» **Source extract**:
## Begin

Pfffft. There has been plenty of polls made on HN, and the thing that comes out every single time is that most of its users are white and living in California. It is peak cali VC techbro bullshit echochamber.


this


Biden said numerous times that his Supreme Court pick would be a black woman. Sex and race quotas for jobs are a bad thing and contradict the ideal of equal opportunity.


We don’t live in a perfect meritocracy. Equal opportunity is difficult to achieve when education isn’t demonstrably democratized. On top of that, this argument is laughable when she has as much qualifications and experience as any Supreme Court candidate.

There’s a big gulf between the education that the average public school student in say the Oakland Unified school district receives versus wealthy California suburbs like Palo Alto. You’re living in a fantasy world pretending that we don’t need to do something to help settle the echos of America’s’s sin of centuries of discrimination and slavery.


So fix the education system. That would make a real difference to millions. Restricting court appointments to individuals of a particular color is tokenism that helps no one except the person who gets appointed.

At the very least appoint them without announcing in advance that you're determined to appoint a black person. How shitty would you feel if you've worked your whole life at a very high level, and then the president announces that you're chosen not because you're the best of the candidates, but because you're a black candidate.


> How shitty would you feel if you've worked your whole life at a very high level, and then the president announces that you're chosen not because you're the best of the candidates, but because you're a black candidate.

This is an interesting point. One of the things that's been pointed out to me by women in my life is the psychological toll of repeatedly being in situations where you feel like you've been discriminated against but there's just enough ambiguity that you're not comfortable speaking up about it. E.g. being passed up for promotion in favor of someone who isn't blatantly less qualified, but is less qualified nonetheless, or being unsure if someone speaks to everyone in a condescending tone or just to women.

## End

» **Entries supplied**:
## Begin

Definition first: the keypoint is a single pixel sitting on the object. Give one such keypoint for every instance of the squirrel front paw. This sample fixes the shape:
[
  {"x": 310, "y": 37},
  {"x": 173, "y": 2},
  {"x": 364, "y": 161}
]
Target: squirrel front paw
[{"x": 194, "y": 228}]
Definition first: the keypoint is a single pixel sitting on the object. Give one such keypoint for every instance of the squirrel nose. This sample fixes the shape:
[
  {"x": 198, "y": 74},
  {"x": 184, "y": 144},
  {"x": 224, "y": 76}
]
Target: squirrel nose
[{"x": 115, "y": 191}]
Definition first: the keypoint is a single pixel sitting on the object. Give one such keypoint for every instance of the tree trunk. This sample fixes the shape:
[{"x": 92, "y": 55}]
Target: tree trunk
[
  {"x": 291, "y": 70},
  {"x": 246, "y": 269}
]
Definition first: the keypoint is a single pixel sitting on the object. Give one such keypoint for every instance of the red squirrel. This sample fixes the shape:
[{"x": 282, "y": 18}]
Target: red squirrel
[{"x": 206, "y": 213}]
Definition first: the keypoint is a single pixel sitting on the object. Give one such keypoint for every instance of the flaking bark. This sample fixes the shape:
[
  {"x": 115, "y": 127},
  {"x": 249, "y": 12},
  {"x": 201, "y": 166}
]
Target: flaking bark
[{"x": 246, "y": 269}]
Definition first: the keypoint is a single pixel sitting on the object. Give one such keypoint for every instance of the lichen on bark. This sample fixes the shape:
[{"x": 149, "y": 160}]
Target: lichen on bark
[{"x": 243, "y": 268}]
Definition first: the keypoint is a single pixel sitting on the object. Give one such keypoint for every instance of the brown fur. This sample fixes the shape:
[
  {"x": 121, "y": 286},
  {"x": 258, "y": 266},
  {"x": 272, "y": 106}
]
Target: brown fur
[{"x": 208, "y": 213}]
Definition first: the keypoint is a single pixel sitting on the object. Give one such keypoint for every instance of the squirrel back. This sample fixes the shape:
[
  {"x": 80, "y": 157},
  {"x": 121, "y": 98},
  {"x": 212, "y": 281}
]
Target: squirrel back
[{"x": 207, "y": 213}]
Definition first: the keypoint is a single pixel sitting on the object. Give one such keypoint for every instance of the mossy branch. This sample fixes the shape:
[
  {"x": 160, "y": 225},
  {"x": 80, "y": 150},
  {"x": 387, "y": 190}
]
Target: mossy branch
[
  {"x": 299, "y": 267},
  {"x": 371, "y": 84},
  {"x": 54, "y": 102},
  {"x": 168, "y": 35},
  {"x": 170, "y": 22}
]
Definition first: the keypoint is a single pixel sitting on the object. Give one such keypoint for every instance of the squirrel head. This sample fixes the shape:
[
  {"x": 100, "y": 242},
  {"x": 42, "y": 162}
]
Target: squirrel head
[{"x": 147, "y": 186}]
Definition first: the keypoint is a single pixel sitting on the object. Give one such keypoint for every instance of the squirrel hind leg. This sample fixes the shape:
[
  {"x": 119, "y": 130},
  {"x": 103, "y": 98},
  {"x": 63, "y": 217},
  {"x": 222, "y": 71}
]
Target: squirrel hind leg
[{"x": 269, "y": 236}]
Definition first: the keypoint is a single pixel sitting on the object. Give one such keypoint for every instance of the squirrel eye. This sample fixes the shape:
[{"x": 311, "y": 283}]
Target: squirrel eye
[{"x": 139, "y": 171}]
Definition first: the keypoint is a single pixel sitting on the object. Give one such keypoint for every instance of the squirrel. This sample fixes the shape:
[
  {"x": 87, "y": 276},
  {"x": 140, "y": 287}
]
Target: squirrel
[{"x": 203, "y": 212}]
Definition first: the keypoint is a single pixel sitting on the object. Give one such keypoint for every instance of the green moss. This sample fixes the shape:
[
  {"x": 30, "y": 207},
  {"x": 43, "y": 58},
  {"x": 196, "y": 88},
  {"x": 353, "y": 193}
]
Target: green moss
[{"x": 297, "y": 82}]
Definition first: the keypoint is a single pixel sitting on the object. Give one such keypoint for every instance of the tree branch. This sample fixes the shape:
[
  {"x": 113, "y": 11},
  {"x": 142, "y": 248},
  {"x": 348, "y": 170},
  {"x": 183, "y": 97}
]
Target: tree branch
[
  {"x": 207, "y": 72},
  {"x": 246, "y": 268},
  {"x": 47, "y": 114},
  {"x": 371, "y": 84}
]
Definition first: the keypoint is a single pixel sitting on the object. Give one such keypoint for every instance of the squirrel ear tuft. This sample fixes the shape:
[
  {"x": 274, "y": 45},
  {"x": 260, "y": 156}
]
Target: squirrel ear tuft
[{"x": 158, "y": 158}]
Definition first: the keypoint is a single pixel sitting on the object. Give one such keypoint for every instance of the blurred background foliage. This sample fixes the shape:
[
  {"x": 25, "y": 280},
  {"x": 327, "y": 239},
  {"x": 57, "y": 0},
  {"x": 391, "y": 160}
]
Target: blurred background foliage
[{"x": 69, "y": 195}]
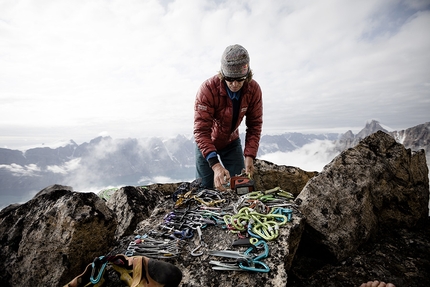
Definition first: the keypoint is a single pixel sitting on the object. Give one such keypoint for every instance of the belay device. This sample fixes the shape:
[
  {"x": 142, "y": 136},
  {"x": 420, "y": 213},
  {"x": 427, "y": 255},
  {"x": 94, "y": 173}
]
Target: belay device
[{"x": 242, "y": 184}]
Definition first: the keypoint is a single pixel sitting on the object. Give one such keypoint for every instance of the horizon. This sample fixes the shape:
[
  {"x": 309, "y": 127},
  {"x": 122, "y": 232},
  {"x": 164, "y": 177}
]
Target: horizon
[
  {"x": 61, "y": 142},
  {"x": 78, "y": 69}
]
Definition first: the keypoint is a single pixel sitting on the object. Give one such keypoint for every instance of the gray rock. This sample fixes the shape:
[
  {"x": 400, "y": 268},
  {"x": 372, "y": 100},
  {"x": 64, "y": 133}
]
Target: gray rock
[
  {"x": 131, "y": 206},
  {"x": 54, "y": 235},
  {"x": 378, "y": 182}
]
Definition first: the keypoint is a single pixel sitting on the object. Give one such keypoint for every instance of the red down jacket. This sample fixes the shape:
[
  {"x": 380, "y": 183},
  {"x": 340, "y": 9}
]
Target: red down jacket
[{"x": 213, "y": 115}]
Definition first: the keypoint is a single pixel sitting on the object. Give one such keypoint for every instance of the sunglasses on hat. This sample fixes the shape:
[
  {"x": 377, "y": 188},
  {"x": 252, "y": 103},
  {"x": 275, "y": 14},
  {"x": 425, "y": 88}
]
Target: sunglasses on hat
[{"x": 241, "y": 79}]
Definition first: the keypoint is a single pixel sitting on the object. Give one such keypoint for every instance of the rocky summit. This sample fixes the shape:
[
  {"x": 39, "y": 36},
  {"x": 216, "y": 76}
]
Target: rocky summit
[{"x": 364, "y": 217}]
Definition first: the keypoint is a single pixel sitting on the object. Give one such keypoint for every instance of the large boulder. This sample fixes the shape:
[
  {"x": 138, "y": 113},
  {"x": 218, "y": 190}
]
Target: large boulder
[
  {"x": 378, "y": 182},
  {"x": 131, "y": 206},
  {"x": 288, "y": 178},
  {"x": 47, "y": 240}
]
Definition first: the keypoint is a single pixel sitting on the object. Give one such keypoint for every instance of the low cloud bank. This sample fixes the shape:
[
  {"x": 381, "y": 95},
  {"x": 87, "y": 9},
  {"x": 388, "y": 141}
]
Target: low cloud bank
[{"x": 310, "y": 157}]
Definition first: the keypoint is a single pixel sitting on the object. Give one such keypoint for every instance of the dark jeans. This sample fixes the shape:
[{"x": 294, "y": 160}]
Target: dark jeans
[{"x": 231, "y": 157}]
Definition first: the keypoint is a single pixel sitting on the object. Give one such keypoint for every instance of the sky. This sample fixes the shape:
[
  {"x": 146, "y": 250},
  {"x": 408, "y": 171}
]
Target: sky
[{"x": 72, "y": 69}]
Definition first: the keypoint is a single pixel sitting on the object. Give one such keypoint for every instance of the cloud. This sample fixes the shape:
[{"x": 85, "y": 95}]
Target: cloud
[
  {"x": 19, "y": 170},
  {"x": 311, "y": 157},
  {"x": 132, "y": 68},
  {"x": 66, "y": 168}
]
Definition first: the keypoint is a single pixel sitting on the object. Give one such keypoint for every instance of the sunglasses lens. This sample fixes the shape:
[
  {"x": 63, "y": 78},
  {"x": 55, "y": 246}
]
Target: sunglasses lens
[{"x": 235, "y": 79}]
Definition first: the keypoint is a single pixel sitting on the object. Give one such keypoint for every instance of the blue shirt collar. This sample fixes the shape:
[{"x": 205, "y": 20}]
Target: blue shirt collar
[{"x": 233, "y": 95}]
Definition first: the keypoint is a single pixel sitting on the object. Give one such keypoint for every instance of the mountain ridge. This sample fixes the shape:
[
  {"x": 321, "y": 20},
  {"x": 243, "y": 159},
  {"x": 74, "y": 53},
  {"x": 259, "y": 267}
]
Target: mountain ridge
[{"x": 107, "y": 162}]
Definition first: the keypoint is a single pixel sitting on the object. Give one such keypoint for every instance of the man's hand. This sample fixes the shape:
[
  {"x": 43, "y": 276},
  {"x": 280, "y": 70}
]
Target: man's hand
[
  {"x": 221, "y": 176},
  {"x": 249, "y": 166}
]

## End
## Begin

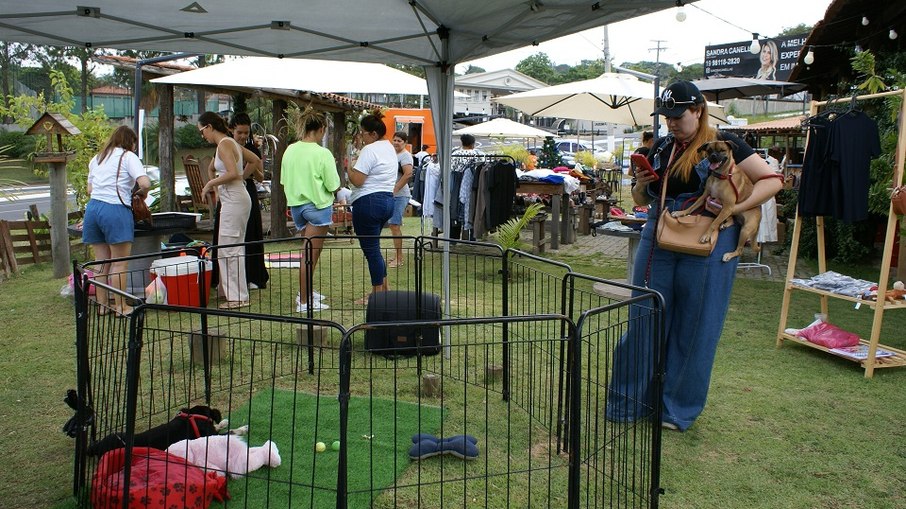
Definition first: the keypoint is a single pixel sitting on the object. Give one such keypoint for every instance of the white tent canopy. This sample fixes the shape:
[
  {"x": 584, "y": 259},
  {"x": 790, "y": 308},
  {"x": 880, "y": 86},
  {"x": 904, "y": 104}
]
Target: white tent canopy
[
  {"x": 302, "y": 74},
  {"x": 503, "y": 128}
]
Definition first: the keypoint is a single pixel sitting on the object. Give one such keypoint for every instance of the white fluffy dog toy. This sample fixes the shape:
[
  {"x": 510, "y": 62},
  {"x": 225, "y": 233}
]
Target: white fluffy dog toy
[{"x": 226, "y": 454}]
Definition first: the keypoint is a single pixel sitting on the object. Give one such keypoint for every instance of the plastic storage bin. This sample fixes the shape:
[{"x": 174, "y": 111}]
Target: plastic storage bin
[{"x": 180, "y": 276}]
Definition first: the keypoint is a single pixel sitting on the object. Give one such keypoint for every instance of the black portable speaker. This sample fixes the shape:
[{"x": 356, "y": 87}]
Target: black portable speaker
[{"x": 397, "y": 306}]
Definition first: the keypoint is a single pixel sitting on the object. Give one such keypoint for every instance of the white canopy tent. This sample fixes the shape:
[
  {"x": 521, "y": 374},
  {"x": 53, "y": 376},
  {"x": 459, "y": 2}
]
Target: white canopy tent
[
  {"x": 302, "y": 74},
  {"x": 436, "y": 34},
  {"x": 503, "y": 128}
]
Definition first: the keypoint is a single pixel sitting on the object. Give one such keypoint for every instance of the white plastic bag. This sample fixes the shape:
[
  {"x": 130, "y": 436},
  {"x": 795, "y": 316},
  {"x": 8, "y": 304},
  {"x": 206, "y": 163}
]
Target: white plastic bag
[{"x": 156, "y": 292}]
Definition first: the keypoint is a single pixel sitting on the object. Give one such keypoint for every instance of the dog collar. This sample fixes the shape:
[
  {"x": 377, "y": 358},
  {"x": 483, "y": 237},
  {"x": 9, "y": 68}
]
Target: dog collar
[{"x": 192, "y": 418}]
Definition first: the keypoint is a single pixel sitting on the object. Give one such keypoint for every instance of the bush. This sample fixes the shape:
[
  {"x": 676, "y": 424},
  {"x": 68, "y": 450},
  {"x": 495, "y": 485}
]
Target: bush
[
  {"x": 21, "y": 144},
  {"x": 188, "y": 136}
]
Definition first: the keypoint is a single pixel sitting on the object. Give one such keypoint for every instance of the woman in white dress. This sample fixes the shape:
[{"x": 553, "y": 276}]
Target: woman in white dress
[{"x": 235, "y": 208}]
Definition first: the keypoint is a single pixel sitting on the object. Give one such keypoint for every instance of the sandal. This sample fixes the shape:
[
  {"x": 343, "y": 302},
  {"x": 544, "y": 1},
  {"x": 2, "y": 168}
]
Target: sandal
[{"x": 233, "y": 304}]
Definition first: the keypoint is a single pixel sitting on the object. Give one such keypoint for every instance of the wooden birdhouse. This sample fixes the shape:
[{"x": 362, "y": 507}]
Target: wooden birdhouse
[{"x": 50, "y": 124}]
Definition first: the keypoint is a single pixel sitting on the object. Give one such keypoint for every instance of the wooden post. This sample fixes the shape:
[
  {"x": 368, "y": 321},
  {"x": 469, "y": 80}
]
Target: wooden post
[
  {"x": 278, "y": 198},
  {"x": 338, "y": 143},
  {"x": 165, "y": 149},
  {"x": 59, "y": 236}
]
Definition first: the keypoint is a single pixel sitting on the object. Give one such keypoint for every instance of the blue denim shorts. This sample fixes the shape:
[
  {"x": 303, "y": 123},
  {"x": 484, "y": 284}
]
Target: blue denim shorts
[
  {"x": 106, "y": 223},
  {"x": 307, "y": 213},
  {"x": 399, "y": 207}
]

## End

» **Required task**:
From the comment thread, reproduce word for word the stretch from "There’s a big" through "who gets appointed.". The rows have no part in this.

» **Solution for this task**:
There’s a big gulf between the education that the average public school student in say the Oakland Unified school district receives versus wealthy California suburbs like Palo Alto. You’re living in a fantasy world pretending that we don’t need to do something to help settle the echos of America’s’s sin of centuries of discrimination and slavery.


So fix the education system. That would make a real difference to millions. Restricting court appointments to individuals of a particular color is tokenism that helps no one except the person who gets appointed.